But Israel should teach the truth about the Nakba

Continuation from previous post...


Of course, we still need to grapple with what Israel teaches its students. It seems to me that only one thing needs to be taught: the truth. If Israeli schools completely ignore talking about some 600,000 Palestinian Arabs having left their homes, some of them (but far from the majority) forced out by the Haganah and IZL, they are failing. If they teach the skewed Palestinian Arab narrative of forced dispossession and unending massacres, they are failing worse.

Yes, teach the Nakba - but teach what really happened. Of course it was a catastrophe for hundreds of thousands of people, but the continuing catastrophe of what has happened to them since 1948 at the hands of their Arab brothers needs to be taught as well.

Yes, there were some massacres and Israel should be embarrassed - but there was also heroism, there were also miracles, there was also the overriding moral imperative to survive and beat back an onslaught that was literally meant to be genocidal.

§ **Stated problem 1**:
In the passage on teaching the Nakba, what is the only thing the writer says needs to be taught?
§ **Stated problem 2**:
Rewrite part of the passage on teaching the Nakba, beginning at the words "Of course, we" and stopping after "are failing worse.", with "students" changed to "pupils".
§ **Stated problem 3**:
Write the next part of the passage on teaching the Nakba, picking up after its last sentence.
The rows have nothing to do with this passage.

§ **Extracted entries**:
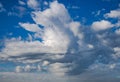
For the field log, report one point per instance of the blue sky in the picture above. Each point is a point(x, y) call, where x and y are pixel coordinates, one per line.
point(77, 39)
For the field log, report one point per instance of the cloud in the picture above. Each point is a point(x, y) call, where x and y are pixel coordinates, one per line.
point(113, 14)
point(2, 9)
point(101, 25)
point(58, 45)
point(21, 2)
point(30, 27)
point(58, 68)
point(17, 11)
point(116, 55)
point(117, 31)
point(56, 35)
point(33, 4)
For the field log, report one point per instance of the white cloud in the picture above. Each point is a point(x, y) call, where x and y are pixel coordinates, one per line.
point(2, 9)
point(17, 11)
point(30, 27)
point(18, 69)
point(45, 63)
point(90, 46)
point(113, 14)
point(56, 39)
point(58, 69)
point(117, 53)
point(117, 31)
point(33, 4)
point(21, 2)
point(74, 27)
point(101, 25)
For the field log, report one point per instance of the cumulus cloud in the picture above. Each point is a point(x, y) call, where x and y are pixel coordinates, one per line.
point(30, 27)
point(58, 31)
point(2, 9)
point(21, 2)
point(58, 68)
point(62, 46)
point(33, 4)
point(101, 25)
point(117, 31)
point(113, 14)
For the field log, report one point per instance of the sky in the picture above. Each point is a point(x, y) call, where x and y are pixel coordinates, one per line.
point(59, 40)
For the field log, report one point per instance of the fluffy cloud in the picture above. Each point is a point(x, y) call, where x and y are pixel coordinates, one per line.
point(33, 4)
point(117, 31)
point(117, 53)
point(30, 27)
point(58, 68)
point(2, 9)
point(56, 36)
point(21, 2)
point(101, 25)
point(113, 14)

§ **Output 1**:
The truth.

§ **Output 2**:
Of course, we still need to grapple with what Israel teaches its pupils. It seems to me that only one thing needs to be taught: the truth. If Israeli schools completely ignore talking about some 600,000 Palestinian Arabs having left their homes, some of them (but far from the majority) forced out by the Haganah and IZL, they are failing. If they teach the skewed Palestinian Arab narrative of forced dispossession and unending massacres, they are failing worse.

§ **Output 3**:
Teach about how Palestinian Arab nationalism was weak to nonexistent in 1948. Teach how Jordan and Egypt's occupations of "Palestinian" land were not protested. Teach the history of the Mufti and his terror sprees against Jews (not Zionists - Jews.) Teach about how Arab refugees in Israel were integrated into society while those in Arab lands were treated like garbage, and still are. Teach about how UNRWA has ensured that the "refugee" problem will fester until Israel is destroyed.

All of these need to be taught. It doesn't mean that Israeli youngsters shouldn't feel the appropriate sorrow for the suffering of their enemy, but it also doesn't mean that they should forget that they are still the enemy, and the moral imperative is to ensure your own survival before worrying about that of those who tried, and still desire, to destroy you.

For an example of what must be taught, here is an article that I have quoted years ago, from Dorothy Bar-Adon in the Palestine Post, August 17, 1948. In it she discusses how she feels bad over the fact that her neighboring Arab village fled - but also says exactly why they cannot return. It strikes the perfect balance between humanity and self-preservation. Acknowledging the fact that 1948 was a disaster for Arabs in Palestine is not a violation of the Zionist narrative; it should be part and parcel of it - but it must be put in the proper context of the time and the place. 

Because the alternative was unimaginably worse.